Exercise requirements:
(1) In the article on industry cybersecurity ratings, translate this sentence into Spanish: "Industry ratings were calculated by using a simple average of the security ratings of companies in that sector."
(2) Reproduce the article on industry cybersecurity ratings word for word, from "It was found" up to and including "approximately 3.75 days.".
(3) Resume the article on industry cybersecurity ratings after its last sentence and keep writing it.
+++ Document text
Healthcare Industry Rates Lowest in Cybersecurity, Report Finds

May 30, 2014
Of the four critical industries within the Standard & Poor's 500 stock index, healthcare and pharmaceuticals rates lowest when it comes to cybersecurity, according to recent analysis by BitSight Technologies, a Cambridge, Mass.-based security rankings provider.

Of the four critical industries within the Standard & Poor's 500 stock index, healthcare and pharmaceuticals rates lowest when it comes to cybersecurity, according to recent analysis by BitSight Technologies, a Cambridge, Mass.-based security rankings provider.

The report examines the security performance in the finance, retail, utilities, and healthcare and pharmaceutical industries from April 1, 2013 through March 31, 2014. Industry ratings were calculated by using a simple average of the security ratings of companies in that sector.

It was found that the healthcare and pharmaceutical industry experienced the largest increase in the number of security incidents over the observation time. At approximately 5.3 days, the healthcare and pharmaceutical industry also experienced the longest average event duration, meaning the number of days taken to fix security issues. Retail and utilities took approximately 4.2 days, and finance took approximately 3.75 days.
++++++
+++ Material provided
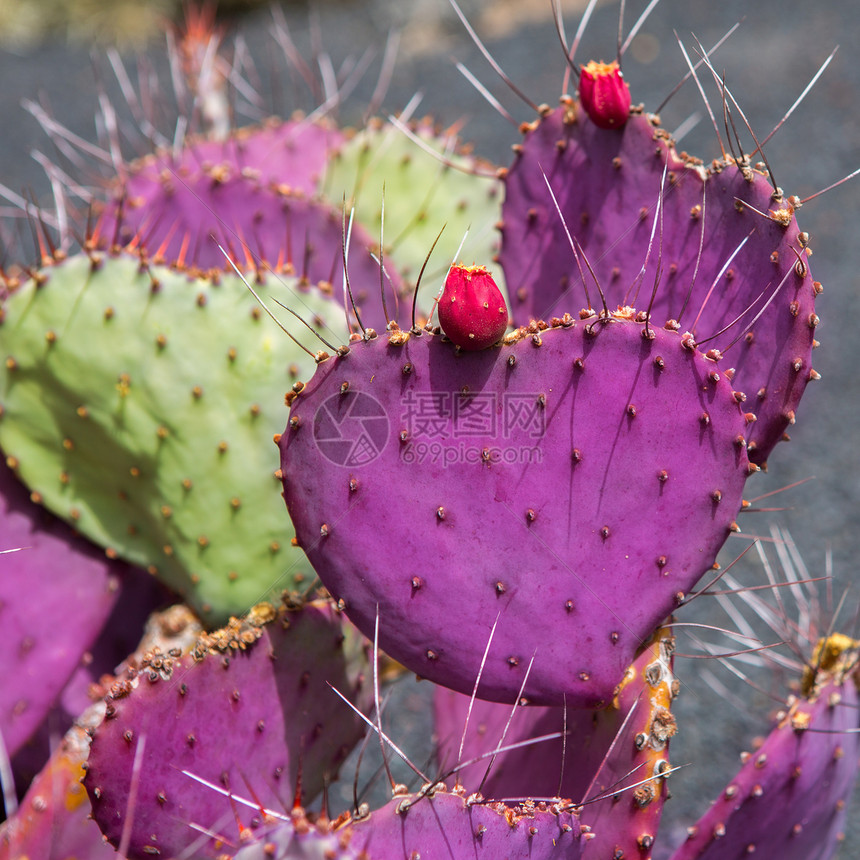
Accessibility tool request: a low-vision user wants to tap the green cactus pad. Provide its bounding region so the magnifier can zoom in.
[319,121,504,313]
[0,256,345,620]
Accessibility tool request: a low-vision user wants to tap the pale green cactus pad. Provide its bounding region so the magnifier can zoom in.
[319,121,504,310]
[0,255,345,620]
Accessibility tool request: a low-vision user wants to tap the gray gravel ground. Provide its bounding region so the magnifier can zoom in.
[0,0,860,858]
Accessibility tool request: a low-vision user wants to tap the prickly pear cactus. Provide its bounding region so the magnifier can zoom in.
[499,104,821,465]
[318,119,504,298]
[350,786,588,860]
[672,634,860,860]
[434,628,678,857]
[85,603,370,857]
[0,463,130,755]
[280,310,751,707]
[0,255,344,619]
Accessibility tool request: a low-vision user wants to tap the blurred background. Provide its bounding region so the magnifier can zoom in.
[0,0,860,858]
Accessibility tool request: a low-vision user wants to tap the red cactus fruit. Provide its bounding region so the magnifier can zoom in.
++++++
Answers to the problems:
(1) Las calificaciones de cada industria se calcularon utilizando un promedio simple de las calificaciones de seguridad de las empresas de ese sector.

(2)
It was found that the healthcare and pharmaceutical industry experienced the largest increase in the number of security incidents over the observation time. At approximately 5.3 days, the healthcare and pharmaceutical industry also experienced the longest average event duration, meaning the number of days taken to fix security issues. Retail and utilities took approximately 4.2 days, and finance took approximately 3.75 days.

(3)
According to the report, the healthcare sector has many of the same characteristics as the retail sector, including a high volume of security incidents and slow response times. While its security rating has increased over the last three quarters, there is still ample room for improvement, the report concluded.

"In our recent assessment of medical devices used in clinics and hospitals around the country, weak encryption, lack of key management, poor authentication and authorization protocols and insecure communications were all common findings," Chandu Ketkar, technical manager at the N.Y.-based Cigital, said in a statement regarding the report. "These gaps in security can lead to a compromise in data confidentiality and integrity. When sensitive data is compromised, it can not only create risks for patients, but also expose healthcare providers and device manufacturers to regulatory and business risks."